AIM OF THE EXERCISE :: Extend the forum thread about the OpenCL reduction loop that places a barrier inside a conditional, beginning right after its final sentence.

PASSAGE ::
Do you have any suggestions how I can nevertheless find out why work-item 0 isn't available after the reduction operation? I've added my files so that you can possibly find out if you have the same problem on your machine.

Thank you very much for any further help in advance.

Kind regards

Siegmar

Ben_A_Intel · ‎01-04-2017

I think this section...

    for (int i = get_local_size (0) / 2; i > 0; i /= 2)
    {
      if (cacheIdx < i)
      {
        cache[cacheIdx] += cache[cacheIdx + i];
        barrier (CLK_LOCAL_MEM_FENCE);
      }
    }

... uses a barrier within divergent control flow, which is disallowed. Search the spec for: "If work_group_barrier is inside a conditional statement, then all work-items must enter the conditional if any work-item enters the conditional statement and executes the work_group_barrier."

PROVIDED DATA ::
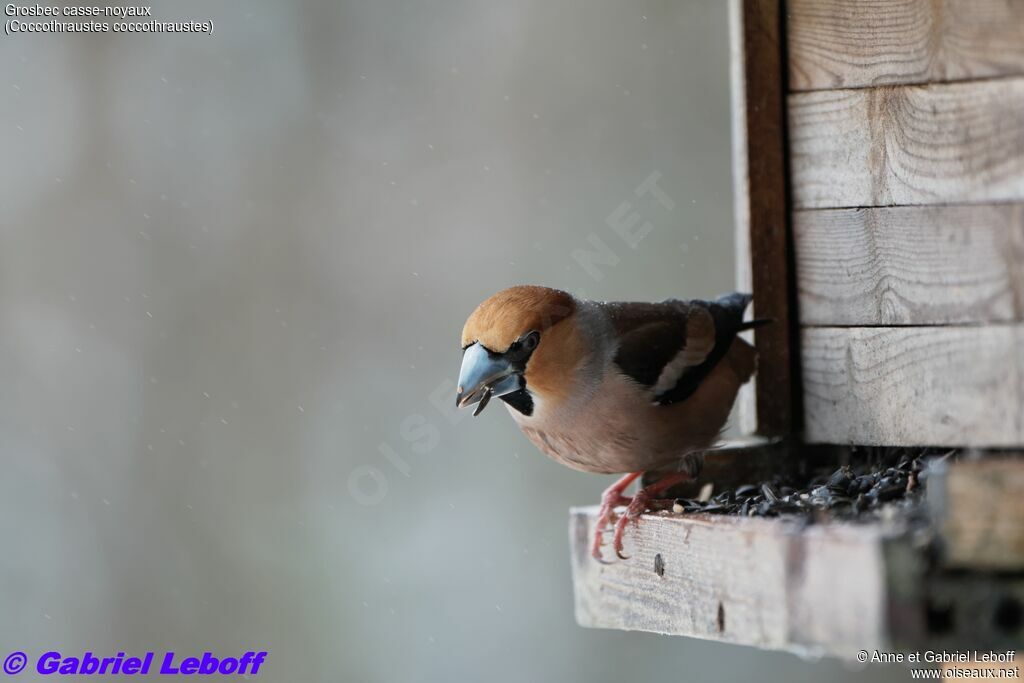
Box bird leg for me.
[590,472,643,561]
[609,472,692,560]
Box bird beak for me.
[455,342,520,415]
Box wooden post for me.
[730,0,801,436]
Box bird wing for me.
[606,293,751,405]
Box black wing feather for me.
[605,293,752,405]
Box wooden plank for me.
[786,0,1024,90]
[802,325,1024,446]
[788,78,1024,209]
[928,457,1024,571]
[730,0,800,436]
[794,204,1024,326]
[570,508,903,658]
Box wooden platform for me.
[569,454,1024,658]
[569,508,905,657]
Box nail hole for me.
[993,596,1024,633]
[925,600,955,635]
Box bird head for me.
[456,286,575,415]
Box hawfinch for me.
[456,286,767,559]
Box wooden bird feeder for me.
[569,0,1024,658]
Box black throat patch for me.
[500,387,534,417]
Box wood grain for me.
[802,325,1024,446]
[730,0,801,436]
[928,457,1024,571]
[788,78,1024,209]
[794,204,1024,326]
[786,0,1024,90]
[570,508,902,658]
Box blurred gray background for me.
[0,0,906,682]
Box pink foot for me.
[610,472,690,560]
[590,472,643,562]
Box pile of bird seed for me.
[673,452,951,518]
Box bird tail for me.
[736,317,775,332]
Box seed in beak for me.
[473,387,490,418]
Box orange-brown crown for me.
[462,285,575,353]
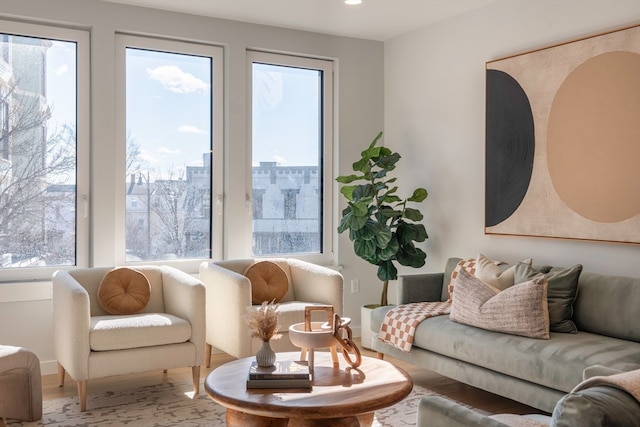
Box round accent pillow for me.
[244,261,289,304]
[98,267,151,314]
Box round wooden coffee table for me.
[204,352,413,427]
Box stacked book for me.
[247,360,311,388]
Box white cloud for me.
[156,147,180,155]
[147,65,209,93]
[178,125,207,134]
[273,156,287,165]
[56,64,69,77]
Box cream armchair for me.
[53,266,205,411]
[200,258,344,367]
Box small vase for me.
[256,341,276,368]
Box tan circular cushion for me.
[98,267,151,314]
[244,261,289,304]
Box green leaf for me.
[378,206,402,218]
[370,222,393,248]
[396,221,428,245]
[353,159,371,175]
[369,131,382,148]
[376,238,400,261]
[353,184,376,200]
[353,240,376,259]
[378,261,398,281]
[338,209,353,233]
[376,153,400,171]
[340,185,356,200]
[407,188,429,203]
[349,200,369,217]
[349,215,367,230]
[403,208,424,221]
[396,243,427,268]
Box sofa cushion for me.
[447,258,476,302]
[515,263,582,333]
[473,254,532,291]
[450,269,549,339]
[371,307,640,393]
[89,313,191,351]
[244,261,289,304]
[97,267,151,314]
[552,386,640,427]
[573,272,640,342]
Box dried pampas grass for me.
[245,301,282,341]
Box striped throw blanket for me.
[378,301,451,352]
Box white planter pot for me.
[360,306,373,350]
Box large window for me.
[0,21,88,279]
[250,52,333,256]
[120,35,222,262]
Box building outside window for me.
[250,52,333,255]
[120,35,222,262]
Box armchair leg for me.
[204,343,213,368]
[58,362,64,387]
[191,366,200,396]
[78,380,87,412]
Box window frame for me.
[0,19,91,283]
[114,33,225,272]
[245,50,337,265]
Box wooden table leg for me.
[227,408,289,427]
[226,409,374,427]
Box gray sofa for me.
[371,258,640,413]
[417,366,640,427]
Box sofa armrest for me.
[200,262,251,358]
[288,258,344,316]
[416,396,508,427]
[398,273,444,304]
[52,270,91,381]
[160,266,206,366]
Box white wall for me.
[385,0,640,277]
[0,0,384,373]
[5,0,640,373]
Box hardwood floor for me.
[37,341,544,414]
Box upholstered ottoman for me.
[0,345,42,421]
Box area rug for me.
[7,382,470,427]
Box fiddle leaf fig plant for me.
[336,132,428,305]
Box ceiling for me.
[103,0,498,41]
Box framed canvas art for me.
[485,26,640,243]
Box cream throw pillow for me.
[449,268,549,339]
[473,254,533,291]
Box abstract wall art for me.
[485,26,640,244]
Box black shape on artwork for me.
[485,70,535,227]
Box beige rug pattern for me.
[7,382,472,427]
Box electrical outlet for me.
[351,279,360,294]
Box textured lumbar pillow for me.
[244,261,289,304]
[448,258,476,302]
[515,264,582,333]
[449,269,549,339]
[98,267,151,314]
[448,254,532,302]
[473,254,532,291]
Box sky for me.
[47,42,321,186]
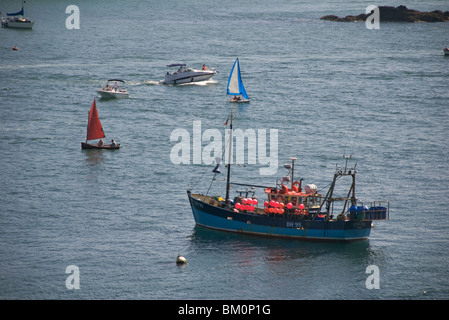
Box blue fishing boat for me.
[227,58,250,103]
[187,115,389,241]
[0,1,34,29]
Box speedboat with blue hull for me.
[187,115,389,241]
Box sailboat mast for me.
[225,112,232,203]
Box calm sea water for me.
[0,0,449,300]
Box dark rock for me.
[321,6,449,22]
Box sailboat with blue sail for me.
[227,58,250,103]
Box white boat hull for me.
[162,71,216,84]
[97,90,129,99]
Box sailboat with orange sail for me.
[81,99,120,150]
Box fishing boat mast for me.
[225,112,232,205]
[320,156,357,217]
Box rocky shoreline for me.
[321,6,449,22]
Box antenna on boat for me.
[343,155,352,173]
[290,158,297,189]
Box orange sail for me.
[86,99,105,141]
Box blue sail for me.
[6,6,24,16]
[227,58,249,99]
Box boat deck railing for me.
[192,194,390,220]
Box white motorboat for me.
[97,79,129,99]
[1,2,34,29]
[162,63,217,84]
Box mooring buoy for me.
[176,255,187,264]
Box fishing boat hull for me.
[81,142,120,150]
[162,71,216,84]
[2,18,34,29]
[188,192,372,241]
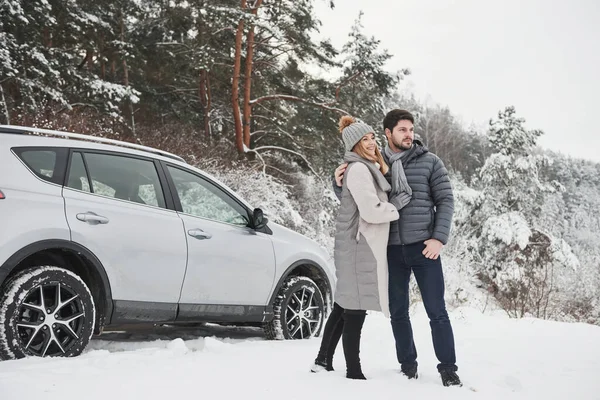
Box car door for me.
[63,151,187,320]
[166,165,275,312]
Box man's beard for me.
[393,140,413,150]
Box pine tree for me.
[463,107,579,318]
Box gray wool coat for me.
[334,156,398,317]
[333,139,454,245]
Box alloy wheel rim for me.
[16,282,85,357]
[285,287,322,339]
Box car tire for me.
[0,266,96,360]
[263,276,326,340]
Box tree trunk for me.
[231,0,246,153]
[199,69,212,140]
[98,35,106,81]
[0,85,10,125]
[243,0,262,148]
[121,9,136,138]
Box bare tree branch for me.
[246,146,322,181]
[250,94,350,115]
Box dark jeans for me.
[317,303,344,367]
[387,243,458,371]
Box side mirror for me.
[252,208,269,230]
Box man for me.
[335,109,462,386]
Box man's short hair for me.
[383,108,415,131]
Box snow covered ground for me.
[0,305,600,400]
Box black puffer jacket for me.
[334,140,454,245]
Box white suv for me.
[0,126,334,359]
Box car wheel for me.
[263,276,325,340]
[0,266,96,360]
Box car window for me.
[67,152,90,192]
[168,166,248,226]
[14,148,66,184]
[68,152,165,208]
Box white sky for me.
[316,0,600,161]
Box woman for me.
[311,116,406,379]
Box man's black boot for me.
[440,370,462,386]
[400,364,419,379]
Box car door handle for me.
[76,211,108,225]
[188,229,212,240]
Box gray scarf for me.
[383,146,412,210]
[344,151,391,192]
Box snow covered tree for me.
[461,107,579,318]
[0,0,139,123]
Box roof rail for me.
[0,125,186,162]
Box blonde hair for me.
[352,142,389,175]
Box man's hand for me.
[423,239,444,260]
[335,163,348,187]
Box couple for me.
[311,109,462,386]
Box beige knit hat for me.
[340,115,375,151]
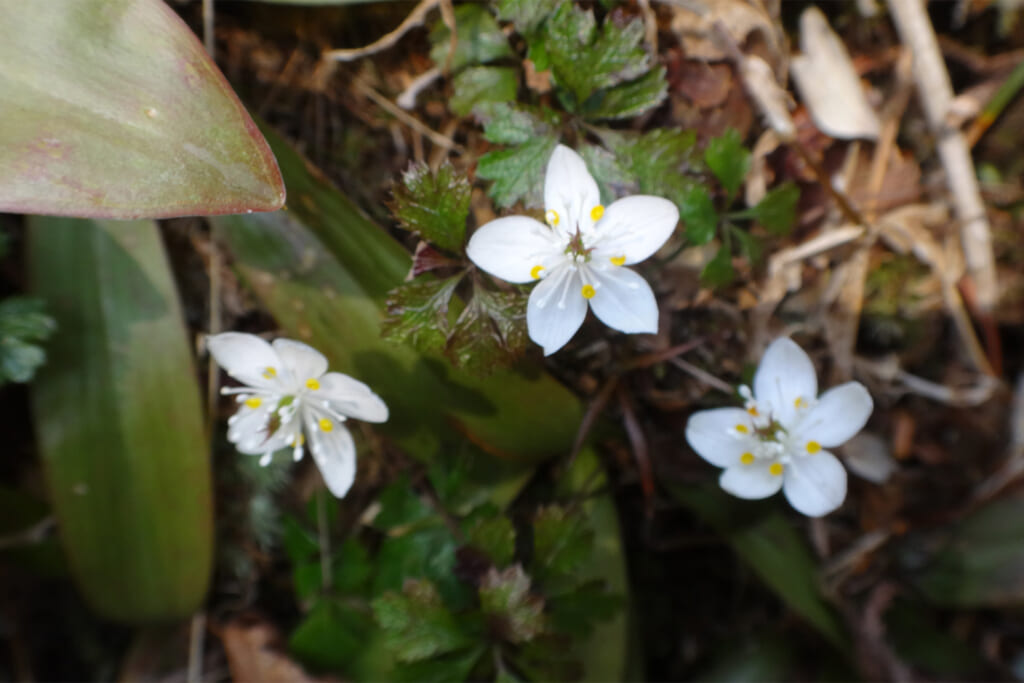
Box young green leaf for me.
[751,182,800,236]
[545,2,649,111]
[679,185,718,245]
[700,245,736,288]
[476,134,558,208]
[381,274,462,351]
[466,515,515,567]
[430,3,512,71]
[479,564,545,643]
[0,297,56,385]
[373,579,474,663]
[449,67,519,116]
[583,67,669,119]
[705,128,751,196]
[390,161,472,252]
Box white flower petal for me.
[526,265,587,355]
[718,459,783,500]
[466,216,564,283]
[782,451,846,517]
[303,410,355,498]
[206,332,286,389]
[594,195,679,265]
[754,337,818,428]
[317,373,388,422]
[273,339,327,384]
[590,266,657,334]
[544,144,601,234]
[686,408,755,467]
[227,398,299,456]
[791,382,873,449]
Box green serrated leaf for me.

SOLVED EXERCISE ::
Do you get the same incorrect behavior if the barrier is outside of the if block?

    for (int i = get_local_size (0) / 2; i > 0; i /= 2)
    {
      if (cacheIdx < i)
      {
        cache[cacheIdx] += cache[cacheIdx + i];
      }
      barrier (CLK_LOCAL_MEM_FENCE);
    }

Siegmar_G_ · ‎01-04-2017

Hi Ben,

thank you very much for your answer. It solves my problem and I should have seen your solution myself.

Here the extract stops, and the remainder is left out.